▶ [Referring expression pointing data]
[Start of section]

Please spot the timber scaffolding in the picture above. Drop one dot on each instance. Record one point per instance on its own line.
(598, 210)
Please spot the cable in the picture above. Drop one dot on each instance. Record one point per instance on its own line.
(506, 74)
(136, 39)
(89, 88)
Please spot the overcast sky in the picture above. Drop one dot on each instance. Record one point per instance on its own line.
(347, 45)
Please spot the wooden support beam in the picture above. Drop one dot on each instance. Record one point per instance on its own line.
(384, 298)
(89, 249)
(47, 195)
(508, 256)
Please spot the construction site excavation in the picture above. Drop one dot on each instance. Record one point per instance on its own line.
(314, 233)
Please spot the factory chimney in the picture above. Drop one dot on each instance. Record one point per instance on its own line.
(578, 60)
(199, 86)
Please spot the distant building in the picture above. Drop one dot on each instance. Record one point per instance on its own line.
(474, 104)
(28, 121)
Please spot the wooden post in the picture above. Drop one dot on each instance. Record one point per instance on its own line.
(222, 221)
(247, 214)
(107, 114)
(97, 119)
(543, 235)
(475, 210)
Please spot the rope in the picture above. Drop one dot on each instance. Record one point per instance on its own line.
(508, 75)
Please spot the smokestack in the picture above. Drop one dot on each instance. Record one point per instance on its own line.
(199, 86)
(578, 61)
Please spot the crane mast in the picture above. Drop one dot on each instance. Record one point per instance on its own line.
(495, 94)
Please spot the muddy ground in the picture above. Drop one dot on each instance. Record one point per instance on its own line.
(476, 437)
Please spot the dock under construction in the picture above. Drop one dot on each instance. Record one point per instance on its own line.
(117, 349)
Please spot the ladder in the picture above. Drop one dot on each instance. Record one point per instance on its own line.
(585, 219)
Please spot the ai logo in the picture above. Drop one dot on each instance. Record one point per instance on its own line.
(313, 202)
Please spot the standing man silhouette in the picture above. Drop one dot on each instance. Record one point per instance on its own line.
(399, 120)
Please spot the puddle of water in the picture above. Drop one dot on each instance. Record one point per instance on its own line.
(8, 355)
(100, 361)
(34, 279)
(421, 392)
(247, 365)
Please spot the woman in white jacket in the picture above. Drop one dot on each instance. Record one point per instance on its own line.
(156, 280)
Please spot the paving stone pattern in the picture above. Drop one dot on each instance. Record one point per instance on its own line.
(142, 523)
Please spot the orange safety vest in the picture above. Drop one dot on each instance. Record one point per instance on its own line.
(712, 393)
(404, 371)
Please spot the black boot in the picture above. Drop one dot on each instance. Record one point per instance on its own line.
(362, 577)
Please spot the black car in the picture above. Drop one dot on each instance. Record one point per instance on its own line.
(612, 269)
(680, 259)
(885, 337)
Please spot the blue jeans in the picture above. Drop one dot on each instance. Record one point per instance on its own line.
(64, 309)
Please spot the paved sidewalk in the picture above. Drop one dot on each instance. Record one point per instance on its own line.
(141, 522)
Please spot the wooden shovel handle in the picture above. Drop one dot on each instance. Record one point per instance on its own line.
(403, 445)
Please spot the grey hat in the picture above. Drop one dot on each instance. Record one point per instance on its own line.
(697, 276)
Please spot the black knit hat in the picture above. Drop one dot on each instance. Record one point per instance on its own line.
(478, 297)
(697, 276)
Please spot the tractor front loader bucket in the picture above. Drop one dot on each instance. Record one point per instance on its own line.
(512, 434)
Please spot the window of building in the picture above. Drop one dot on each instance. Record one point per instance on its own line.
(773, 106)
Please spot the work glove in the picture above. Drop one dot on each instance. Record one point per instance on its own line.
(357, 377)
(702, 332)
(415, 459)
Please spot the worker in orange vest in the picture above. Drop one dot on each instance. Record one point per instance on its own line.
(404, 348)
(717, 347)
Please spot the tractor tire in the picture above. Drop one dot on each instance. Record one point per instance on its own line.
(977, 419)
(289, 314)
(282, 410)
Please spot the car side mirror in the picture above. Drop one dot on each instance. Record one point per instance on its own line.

[End of section]

▶ [Aim of the exercise]
Each record above is to be reproduced verbatim.

▶ [Task response]
Please spot the timber scaffolding in the picture above. Drop one dot on each instance. Record one point per instance on its own line.
(598, 210)
Please spot the cable in the picture above. Drop one dot on each instance. Record one point per instance on its own line.
(506, 74)
(136, 39)
(89, 88)
Please spot the overcast sky in the picture above. Drop one dot on each instance. Record one point per instance on its own line.
(347, 45)
Please spot the wooden support beam in the picture above. Drop one dot on each instance. Record one point per instance on its own line.
(384, 298)
(89, 249)
(47, 195)
(508, 256)
Please spot the construction site excavation in the picture above. Drop one dot on each instance. Record one point per instance on its own line.
(314, 233)
Please spot the factory chimney in the picture above. Drop one dot on each instance. Record one point per instance on its own line.
(578, 60)
(199, 86)
Please spot the distant building in the picture above. Drop one dot on each instance. Record one point per instance on its own line.
(474, 104)
(28, 121)
Please spot the wooden post in the picture above. Drop one dot on each instance. Record one point per instance on its own line.
(222, 221)
(247, 214)
(107, 114)
(97, 119)
(543, 235)
(475, 210)
Please spot the rope in the picture above. Drop one dot on each instance. Record one point per instance on its own line.
(508, 75)
Please spot the smokestack in the picture above. Drop one dot on each instance. Record one point per instance on its own line.
(199, 86)
(578, 61)
Please spot the crane mast in the picture above. Drop one dot on each instance. Record one point per instance on its own line.
(495, 94)
Please spot the muddy ground in the picture above. Drop one dot on each instance. Record one point per instance on its own line.
(476, 437)
Please spot the dock under construction in the picture above. Drop one dot on each instance. Record one point per instance on its own line.
(117, 349)
Please spot the ladder in the picture above. Drop one dot on each instance. Record one point per instance on its own line.
(585, 219)
Please spot the ai logo in the picture above. Drop one dot on each instance. Record one point per instance on its own line.
(313, 202)
Please spot the standing man silhouette in the picture above. Drop one dot on each instance. Record one point per instance on its own line.
(399, 120)
Please spot the puddle of water in the picture above. Drop one dot on each instance. Record one point per instance on its own line.
(8, 355)
(100, 361)
(34, 279)
(421, 392)
(247, 365)
Please spot the woman in white jacket in the picture above. Drop one dot on each instance. Record one point per instance on its own line.
(156, 280)
Please spot the paving stone pattern in the picture above. Drop one dot on each instance. Record one point per instance on its own line.
(142, 523)
Please spot the orange safety vest in the picture above. Drop one dot on each instance. Record one point per instance on its own line.
(712, 393)
(404, 371)
Please spot the black boot in the picture above. Drop one dot on each instance. Record one point per instance on its own line.
(362, 577)
Please spot the black car in the picture above. Drop one dot on each instance. Record one point per instance on its own line.
(612, 269)
(680, 259)
(885, 337)
Please spot the blue jeans in the picture above. Drop one dot on each instance. Record one point per instance on its own line.
(64, 309)
Please spot the paved sidewalk in the picture above. Drop one dot on each instance. Record one point per instance on its own line.
(141, 522)
Please spot the wooden shovel handle in the picture above. Drop one dot on each instance. Record one point per instance on its own line.
(403, 445)
Please spot the grey hat in the picture above. Drop one dot on each instance. Record one point per instance on its own line.
(697, 276)
Please spot the black knit hat in the picture above. Drop one dot on each instance. Record one point per instance on its own line.
(478, 297)
(697, 276)
Please spot the tractor front loader bucket in the picture above. Drop one dot on each instance. Record one point per instance on its own line.
(512, 434)
Please spot the window of building in the picture above. Drop one dot on each instance. Record one point per instance on its own line.
(773, 106)
Please spot the work glove in the picture above. Drop one dot on each instance. Record one point per instance on its own line.
(357, 377)
(702, 332)
(415, 459)
Please spot the worker in orange vest in the picture above. Drop one dot on each instance. Record one point per instance on its own line.
(404, 348)
(717, 347)
Please spot the tractor tire in the picture above. Drop one dot on each instance. Record one point per instance on its own line.
(977, 419)
(289, 314)
(282, 410)
Please spot the car side mirror in the picture above. Drop one dot on each instance. Record one point per instance on its own line.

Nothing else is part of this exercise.